* INPUT FOR THIS TASK *
"""

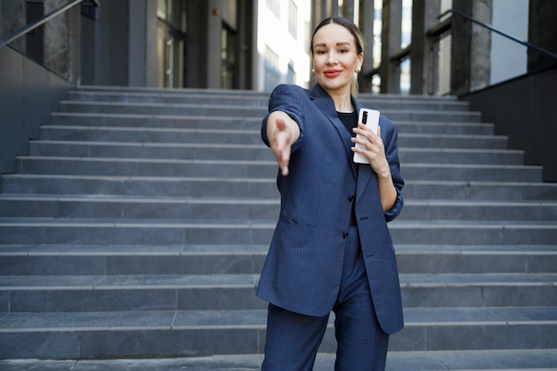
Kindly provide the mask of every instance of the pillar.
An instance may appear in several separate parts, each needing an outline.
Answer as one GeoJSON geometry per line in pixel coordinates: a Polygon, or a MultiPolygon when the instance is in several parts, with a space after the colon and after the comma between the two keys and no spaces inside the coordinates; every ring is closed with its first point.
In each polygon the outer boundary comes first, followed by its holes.
{"type": "MultiPolygon", "coordinates": [[[[492,0],[455,1],[453,9],[490,24],[492,0]]],[[[491,31],[453,15],[451,93],[463,94],[489,85],[491,31]]]]}
{"type": "Polygon", "coordinates": [[[440,0],[414,1],[412,4],[412,42],[410,93],[432,94],[432,42],[425,33],[439,23],[440,0]]]}
{"type": "MultiPolygon", "coordinates": [[[[67,4],[66,0],[45,0],[44,14],[67,4]]],[[[44,24],[44,63],[67,80],[79,84],[81,23],[78,5],[44,24]]]]}

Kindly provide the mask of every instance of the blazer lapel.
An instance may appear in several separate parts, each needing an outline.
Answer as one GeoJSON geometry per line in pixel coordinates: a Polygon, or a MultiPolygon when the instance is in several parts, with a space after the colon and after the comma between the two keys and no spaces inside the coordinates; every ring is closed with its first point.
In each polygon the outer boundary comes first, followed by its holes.
{"type": "Polygon", "coordinates": [[[338,118],[333,99],[325,90],[323,90],[323,88],[319,84],[316,84],[311,90],[310,98],[313,101],[313,104],[315,104],[318,109],[319,109],[319,110],[325,115],[325,117],[331,122],[331,124],[333,124],[338,134],[341,136],[343,140],[343,144],[344,145],[344,149],[346,149],[346,153],[350,157],[352,173],[356,177],[356,164],[352,160],[353,152],[351,149],[351,148],[352,147],[352,143],[351,141],[351,135],[350,133],[348,133],[346,127],[340,120],[340,118],[338,118]]]}

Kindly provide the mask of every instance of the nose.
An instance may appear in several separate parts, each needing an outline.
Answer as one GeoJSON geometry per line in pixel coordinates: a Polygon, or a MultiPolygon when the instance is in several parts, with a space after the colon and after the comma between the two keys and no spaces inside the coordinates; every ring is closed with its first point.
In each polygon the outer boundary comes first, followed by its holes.
{"type": "Polygon", "coordinates": [[[327,54],[328,58],[327,59],[327,64],[335,64],[338,60],[336,58],[336,52],[331,52],[327,54]]]}

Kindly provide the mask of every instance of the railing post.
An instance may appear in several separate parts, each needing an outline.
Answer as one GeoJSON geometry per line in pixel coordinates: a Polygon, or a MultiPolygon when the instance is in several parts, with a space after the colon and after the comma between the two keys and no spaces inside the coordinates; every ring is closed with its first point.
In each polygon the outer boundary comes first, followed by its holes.
{"type": "Polygon", "coordinates": [[[402,0],[383,1],[383,37],[381,45],[381,93],[398,93],[400,91],[400,60],[391,61],[391,56],[400,49],[402,0]]]}

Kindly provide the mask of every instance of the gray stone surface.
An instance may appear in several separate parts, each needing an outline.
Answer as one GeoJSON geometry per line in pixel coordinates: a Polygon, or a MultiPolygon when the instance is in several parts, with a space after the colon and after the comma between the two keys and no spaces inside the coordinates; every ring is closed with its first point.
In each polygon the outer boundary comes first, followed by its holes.
{"type": "MultiPolygon", "coordinates": [[[[28,360],[0,369],[258,369],[278,212],[266,96],[71,99],[2,177],[0,359],[28,360]]],[[[390,223],[406,327],[388,369],[554,367],[557,186],[455,99],[360,99],[399,125],[407,181],[390,223]]],[[[333,317],[317,371],[333,369],[333,317]]]]}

"""

* EXERCISE TASK *
Reproduce every entry above with each "Kindly" replaced by "Please" and all other text unchanged. Leave out the pictures.

* TASK RESPONSE *
Please provide the mask of every instance of the pillar.
An instance may appear in several separate parts, each needing an outline.
Answer as one GeoJSON geometry per line in pixel coordinates: a Polygon, or a MultiPolygon when the instance is in several parts, with a space after the colon and after the comma between the two keys and no spaces inside the coordinates; every ring is closed with its first point.
In each polygon the outer boundary comes first, followed by its holes.
{"type": "MultiPolygon", "coordinates": [[[[492,0],[455,1],[453,9],[490,24],[492,0]]],[[[491,31],[453,15],[451,93],[463,94],[489,85],[491,31]]]]}
{"type": "Polygon", "coordinates": [[[440,0],[414,1],[412,4],[412,42],[410,93],[432,94],[432,42],[425,33],[439,23],[440,0]]]}
{"type": "MultiPolygon", "coordinates": [[[[67,4],[66,0],[45,0],[44,14],[67,4]]],[[[44,24],[44,63],[67,80],[79,84],[81,23],[78,5],[44,24]]]]}

Please provide the mask of every instance of the blazer lapel.
An instance may appear in several separate parts, each needing an outline.
Answer as one GeoJSON geometry per line in pixel coordinates: a Polygon, or a MultiPolygon when the instance is in several parts, with a space after the colon and after the comma between the two keys and no spaces inside the coordinates; every ring is closed with its first point.
In each polygon the outer boundary comes first, followed by its holes.
{"type": "Polygon", "coordinates": [[[338,118],[333,99],[325,90],[323,90],[323,88],[319,84],[316,84],[311,90],[310,98],[313,101],[313,104],[315,104],[318,109],[319,109],[319,110],[325,115],[325,117],[331,122],[331,124],[333,124],[338,134],[341,136],[343,140],[343,144],[344,145],[344,149],[346,149],[346,153],[350,157],[352,173],[356,177],[356,164],[352,160],[353,152],[351,149],[351,148],[352,147],[352,143],[351,141],[351,135],[350,133],[348,133],[346,127],[340,120],[340,118],[338,118]]]}

Please provide the mask of every instance of the nose.
An instance may appear in several separate parts, each needing an outline.
Answer as one GeoJSON geometry per line in pixel coordinates: a Polygon, or a MultiPolygon when the instance is in several parts, with a space after the colon and after the comma between the two keys and no spaces inside the coordinates; every ring is closed with its first point.
In each polygon the outer boundary comes first, followed by its holes.
{"type": "Polygon", "coordinates": [[[327,54],[328,58],[327,59],[327,64],[335,64],[338,60],[336,58],[336,52],[331,52],[327,54]]]}

Please provide the mask of every instance of the railing post.
An instance may appear in several separate parts, each needing an outline.
Answer as one GeoJSON geometry per line in pixel coordinates: a Polygon, or a MultiPolygon when the instance is in several parts, with a space after the colon and after the comma between the two keys and no spaces inside the coordinates; every ring is closed with its first point.
In each polygon the outer boundary comes first, followed by its holes.
{"type": "Polygon", "coordinates": [[[402,0],[383,1],[383,37],[381,45],[381,93],[398,93],[400,91],[400,60],[391,61],[391,56],[400,49],[402,0]]]}

Please provide the mask of every instance of the gray stone surface.
An instance may appear in several separate parts, each needing an outline.
Answer as one GeoJSON geometry per line in pixel coordinates: a Polygon, or a MultiPolygon when the instance is in several parts, with a space after the colon and after the comma between the two keys and no spaces inside the coordinates; every ring is closed with its first point.
In each polygon the outer boundary comes first, followed by its holes.
{"type": "MultiPolygon", "coordinates": [[[[28,360],[0,369],[258,369],[278,212],[266,96],[71,99],[2,177],[0,359],[28,360]]],[[[390,223],[406,327],[388,369],[554,367],[557,186],[455,99],[360,99],[399,125],[407,181],[390,223]]],[[[333,317],[317,371],[333,369],[333,317]]]]}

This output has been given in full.